◆ Text passage ◆
So, do they vaccinate the children with ground up copies of Windows DVDs, or are they in fact using the VAST MAJORITY of the money to buy, oh, I don't know... vaccines?
And actually - could you provide any reputable citation that a charity receiving funds from the Gates Foundation is prohibited from buying any non-Microsoft computer products? I have seen a few case of donating Microsoft software, but nothing requiring purchases. Honestly, though, in the end who gives a shit? If you give someone money to buy software or give them free software to help run their charity operations, either way it's still CHARITY.
Yes, you just described how insurance works. The idea isnt that "you get your money back" (it only works financially when people statistically do NOT get their money back, after all), its that youre reducing the risk of a gigantic lump sum cost that you cannot pay.
Yeah, you are not the first person to reply with that but I can say is, DUUUH...
And to go one further, with single payer you don't have for-profit insurance companies dropping you on a technicality or raising your premium beyond a level you can afford once they do have to provide a large payout after your years of previous unused coverage.

◆ Check your understanding ◆
1. According to the discussion, under what condition does insurance work financially?
2. Print the part of the discussion from "So, do they" up to and including "you cannot pay.".
The listing isn't needed for this work.

◆ Data provided ◆

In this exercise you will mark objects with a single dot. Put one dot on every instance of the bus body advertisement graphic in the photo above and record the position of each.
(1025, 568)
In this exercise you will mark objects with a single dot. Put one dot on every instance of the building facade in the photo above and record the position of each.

◆ List of answers ◆
1. Insurance works financially only when people statistically do not get their money back.

2.
So, do they vaccinate the children with ground up copies of Windows DVDs, or are they in fact using the VAST MAJORITY of the money to buy, oh, I don't know... vaccines?
And actually - could you provide any reputable citation that a charity receiving funds from the Gates Foundation is prohibited from buying any non-Microsoft computer products? I have seen a few case of donating Microsoft software, but nothing requiring purchases. Honestly, though, in the end who gives a shit? If you give someone money to buy software or give them free software to help run their charity operations, either way it's still CHARITY.
Yes, you just described how insurance works. The idea isnt that "you get your money back" (it only works financially when people statistically do NOT get their money back, after all), its that youre reducing the risk of a gigantic lump sum cost that you cannot pay.